** TASK STATEMENT **
Which lines in the items below contain the word "blue"? Extract each such line in full, matching case exactly.

** DATA FOR THE TASK **
——
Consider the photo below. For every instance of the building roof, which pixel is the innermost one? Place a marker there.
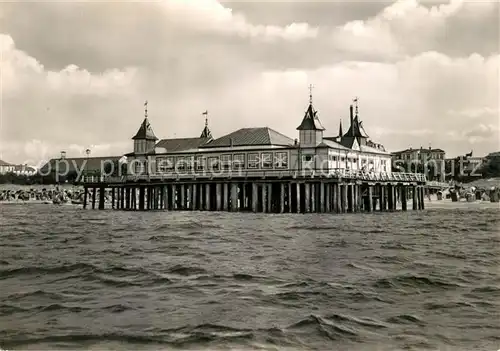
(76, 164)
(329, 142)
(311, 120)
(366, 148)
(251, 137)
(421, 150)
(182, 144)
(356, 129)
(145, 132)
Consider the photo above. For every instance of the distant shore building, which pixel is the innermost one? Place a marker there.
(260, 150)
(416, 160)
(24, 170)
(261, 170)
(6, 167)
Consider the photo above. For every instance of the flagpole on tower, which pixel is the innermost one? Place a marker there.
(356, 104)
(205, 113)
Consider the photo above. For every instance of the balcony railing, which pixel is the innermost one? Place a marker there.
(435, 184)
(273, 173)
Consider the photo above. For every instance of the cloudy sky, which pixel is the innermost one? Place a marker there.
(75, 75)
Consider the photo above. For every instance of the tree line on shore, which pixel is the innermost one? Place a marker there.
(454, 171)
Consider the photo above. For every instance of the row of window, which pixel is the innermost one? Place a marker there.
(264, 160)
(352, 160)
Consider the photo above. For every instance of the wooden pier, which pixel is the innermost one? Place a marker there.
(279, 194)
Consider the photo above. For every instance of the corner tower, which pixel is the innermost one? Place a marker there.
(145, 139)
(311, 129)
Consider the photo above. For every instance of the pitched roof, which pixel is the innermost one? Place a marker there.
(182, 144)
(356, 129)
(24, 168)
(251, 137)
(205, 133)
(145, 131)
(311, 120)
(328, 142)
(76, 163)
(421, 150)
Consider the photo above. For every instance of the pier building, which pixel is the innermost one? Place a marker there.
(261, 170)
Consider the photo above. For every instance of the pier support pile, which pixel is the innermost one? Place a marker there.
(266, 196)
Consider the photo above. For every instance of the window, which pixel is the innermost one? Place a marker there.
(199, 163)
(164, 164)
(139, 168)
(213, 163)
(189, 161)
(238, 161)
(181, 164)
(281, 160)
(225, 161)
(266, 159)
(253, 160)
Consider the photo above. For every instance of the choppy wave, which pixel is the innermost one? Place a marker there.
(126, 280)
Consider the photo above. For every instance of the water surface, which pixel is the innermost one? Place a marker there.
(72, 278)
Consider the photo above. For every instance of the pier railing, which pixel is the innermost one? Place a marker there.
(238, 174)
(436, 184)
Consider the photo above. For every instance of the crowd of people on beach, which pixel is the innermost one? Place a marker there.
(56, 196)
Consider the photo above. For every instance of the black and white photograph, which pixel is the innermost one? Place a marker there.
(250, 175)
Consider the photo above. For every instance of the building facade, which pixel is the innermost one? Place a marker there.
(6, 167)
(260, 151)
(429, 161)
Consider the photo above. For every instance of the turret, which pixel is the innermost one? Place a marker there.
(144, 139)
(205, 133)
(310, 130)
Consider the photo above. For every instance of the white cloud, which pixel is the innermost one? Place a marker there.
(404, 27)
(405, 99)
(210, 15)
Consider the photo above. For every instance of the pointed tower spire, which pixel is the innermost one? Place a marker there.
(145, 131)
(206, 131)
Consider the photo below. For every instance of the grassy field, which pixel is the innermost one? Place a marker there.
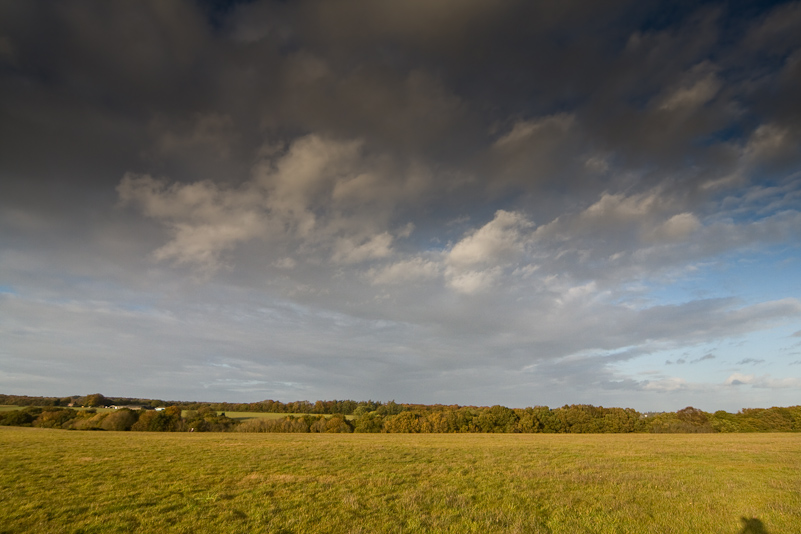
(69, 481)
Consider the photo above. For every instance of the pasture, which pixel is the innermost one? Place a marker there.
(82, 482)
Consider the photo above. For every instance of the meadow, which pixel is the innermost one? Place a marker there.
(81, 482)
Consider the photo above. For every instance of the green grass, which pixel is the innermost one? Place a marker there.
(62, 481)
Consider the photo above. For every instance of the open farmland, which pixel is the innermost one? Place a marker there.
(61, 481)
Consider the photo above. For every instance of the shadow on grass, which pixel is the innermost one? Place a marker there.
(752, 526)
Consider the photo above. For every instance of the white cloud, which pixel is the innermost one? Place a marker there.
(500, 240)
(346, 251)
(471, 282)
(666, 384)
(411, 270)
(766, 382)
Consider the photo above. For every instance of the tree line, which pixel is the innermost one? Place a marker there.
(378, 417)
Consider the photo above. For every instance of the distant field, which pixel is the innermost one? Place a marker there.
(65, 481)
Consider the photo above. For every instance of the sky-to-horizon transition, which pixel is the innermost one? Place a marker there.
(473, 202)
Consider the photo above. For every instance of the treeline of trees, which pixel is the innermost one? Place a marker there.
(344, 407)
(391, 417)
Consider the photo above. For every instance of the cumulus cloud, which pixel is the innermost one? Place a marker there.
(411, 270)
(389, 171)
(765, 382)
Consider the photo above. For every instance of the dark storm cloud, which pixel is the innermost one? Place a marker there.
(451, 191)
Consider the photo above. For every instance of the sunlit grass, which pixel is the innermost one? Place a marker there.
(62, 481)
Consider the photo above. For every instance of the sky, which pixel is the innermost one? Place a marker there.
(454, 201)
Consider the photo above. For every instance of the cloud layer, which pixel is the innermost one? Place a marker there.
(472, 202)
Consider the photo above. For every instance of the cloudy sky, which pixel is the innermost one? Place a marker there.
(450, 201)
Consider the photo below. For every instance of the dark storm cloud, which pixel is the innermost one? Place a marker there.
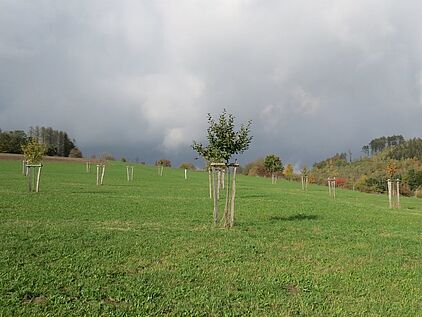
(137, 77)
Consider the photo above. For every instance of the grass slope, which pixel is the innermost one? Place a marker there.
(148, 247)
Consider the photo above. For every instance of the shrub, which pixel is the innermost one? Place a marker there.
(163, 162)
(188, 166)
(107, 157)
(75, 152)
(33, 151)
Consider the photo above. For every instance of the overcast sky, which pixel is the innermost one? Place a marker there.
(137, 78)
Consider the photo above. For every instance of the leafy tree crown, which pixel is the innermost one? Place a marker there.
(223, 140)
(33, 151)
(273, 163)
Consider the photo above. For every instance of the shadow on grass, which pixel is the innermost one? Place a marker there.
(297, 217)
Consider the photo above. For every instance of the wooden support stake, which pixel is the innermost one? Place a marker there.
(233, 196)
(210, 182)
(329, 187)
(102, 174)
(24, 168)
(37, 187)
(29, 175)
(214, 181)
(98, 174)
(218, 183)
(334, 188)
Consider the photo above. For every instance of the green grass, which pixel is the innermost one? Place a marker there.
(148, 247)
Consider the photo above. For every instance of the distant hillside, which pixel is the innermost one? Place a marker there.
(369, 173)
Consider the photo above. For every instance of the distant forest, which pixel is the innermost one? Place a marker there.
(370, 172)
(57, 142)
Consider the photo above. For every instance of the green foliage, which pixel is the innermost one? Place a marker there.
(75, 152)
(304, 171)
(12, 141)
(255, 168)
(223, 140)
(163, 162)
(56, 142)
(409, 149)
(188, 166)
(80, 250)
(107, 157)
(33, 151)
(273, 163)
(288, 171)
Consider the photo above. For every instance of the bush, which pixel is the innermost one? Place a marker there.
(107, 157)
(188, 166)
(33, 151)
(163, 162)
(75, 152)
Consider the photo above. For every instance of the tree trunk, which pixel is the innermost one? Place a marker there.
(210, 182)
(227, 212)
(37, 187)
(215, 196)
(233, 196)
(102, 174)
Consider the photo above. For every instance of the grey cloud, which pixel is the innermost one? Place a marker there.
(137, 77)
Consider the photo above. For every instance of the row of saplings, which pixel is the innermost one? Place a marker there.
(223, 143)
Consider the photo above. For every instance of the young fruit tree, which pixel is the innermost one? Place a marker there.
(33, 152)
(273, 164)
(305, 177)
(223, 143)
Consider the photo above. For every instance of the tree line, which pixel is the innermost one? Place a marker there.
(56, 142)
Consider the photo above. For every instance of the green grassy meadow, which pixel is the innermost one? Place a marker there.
——
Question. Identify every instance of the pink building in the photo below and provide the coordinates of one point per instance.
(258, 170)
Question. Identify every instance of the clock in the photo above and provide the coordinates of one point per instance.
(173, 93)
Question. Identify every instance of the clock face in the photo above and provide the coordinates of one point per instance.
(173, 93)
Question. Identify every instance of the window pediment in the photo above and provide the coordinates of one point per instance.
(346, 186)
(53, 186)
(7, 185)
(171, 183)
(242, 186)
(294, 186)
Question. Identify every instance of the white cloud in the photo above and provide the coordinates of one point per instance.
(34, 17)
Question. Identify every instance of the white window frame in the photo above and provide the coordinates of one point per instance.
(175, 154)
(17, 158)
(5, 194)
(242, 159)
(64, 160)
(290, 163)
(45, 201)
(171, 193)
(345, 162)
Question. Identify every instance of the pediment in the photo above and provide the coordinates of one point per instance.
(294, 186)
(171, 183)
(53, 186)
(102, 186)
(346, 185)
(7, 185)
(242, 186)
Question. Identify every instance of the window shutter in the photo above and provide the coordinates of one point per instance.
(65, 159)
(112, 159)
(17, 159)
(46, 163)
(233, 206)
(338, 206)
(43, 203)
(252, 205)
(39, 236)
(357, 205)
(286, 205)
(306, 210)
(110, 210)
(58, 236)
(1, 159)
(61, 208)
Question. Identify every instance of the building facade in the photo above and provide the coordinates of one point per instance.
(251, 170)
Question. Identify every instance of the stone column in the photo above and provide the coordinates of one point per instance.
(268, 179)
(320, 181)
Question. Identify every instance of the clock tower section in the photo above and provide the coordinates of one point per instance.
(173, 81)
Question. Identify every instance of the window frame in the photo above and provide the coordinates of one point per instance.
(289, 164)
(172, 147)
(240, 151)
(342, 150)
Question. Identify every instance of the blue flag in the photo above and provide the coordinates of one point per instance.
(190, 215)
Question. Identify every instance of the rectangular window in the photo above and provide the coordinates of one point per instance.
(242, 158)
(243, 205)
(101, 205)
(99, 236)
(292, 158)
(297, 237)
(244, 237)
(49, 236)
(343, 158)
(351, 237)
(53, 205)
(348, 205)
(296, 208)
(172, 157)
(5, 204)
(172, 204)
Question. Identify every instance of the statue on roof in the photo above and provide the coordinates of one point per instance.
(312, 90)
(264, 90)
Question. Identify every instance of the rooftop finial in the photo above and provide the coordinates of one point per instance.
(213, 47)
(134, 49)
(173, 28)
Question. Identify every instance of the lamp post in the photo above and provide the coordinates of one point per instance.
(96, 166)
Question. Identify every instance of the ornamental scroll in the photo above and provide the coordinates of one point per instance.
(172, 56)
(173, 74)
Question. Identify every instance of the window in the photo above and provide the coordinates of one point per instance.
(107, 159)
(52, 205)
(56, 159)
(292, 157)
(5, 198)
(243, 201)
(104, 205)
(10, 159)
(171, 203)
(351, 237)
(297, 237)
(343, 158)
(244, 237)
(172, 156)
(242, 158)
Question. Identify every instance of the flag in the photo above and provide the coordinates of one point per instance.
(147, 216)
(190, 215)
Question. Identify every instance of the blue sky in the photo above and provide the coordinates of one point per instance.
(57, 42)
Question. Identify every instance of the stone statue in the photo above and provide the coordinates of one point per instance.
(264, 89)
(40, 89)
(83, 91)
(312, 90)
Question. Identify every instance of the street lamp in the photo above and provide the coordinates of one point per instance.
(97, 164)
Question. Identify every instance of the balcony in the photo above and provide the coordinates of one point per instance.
——
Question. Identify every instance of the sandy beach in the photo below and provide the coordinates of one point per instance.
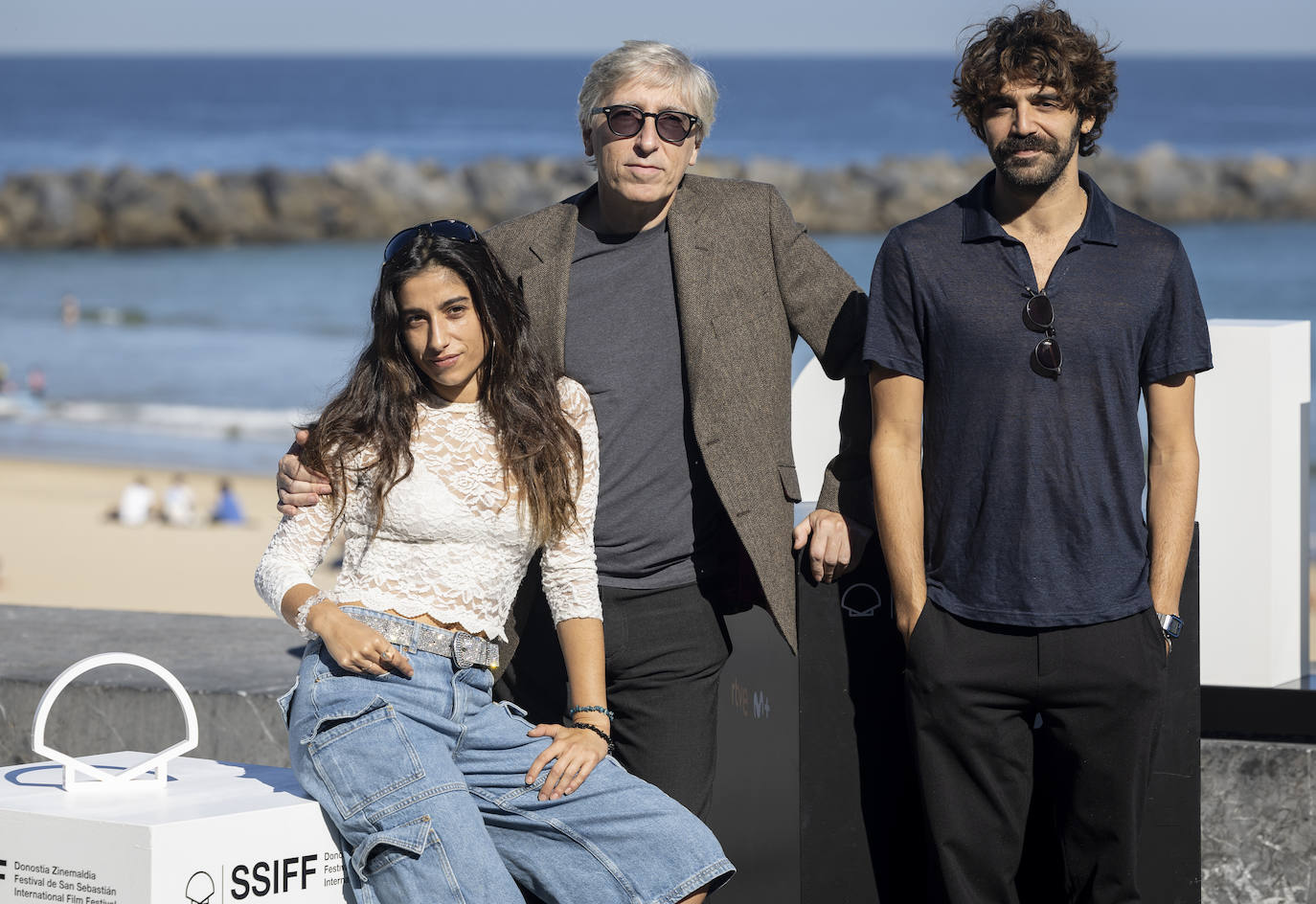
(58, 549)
——
** TASK ANSWER **
Question. Identify every instance of the blue flag in the photo above and provide the coordinates of one point per instance.
Question. Identify every instance of the blue sky in the photo above and provide the coordinates of one point per instance.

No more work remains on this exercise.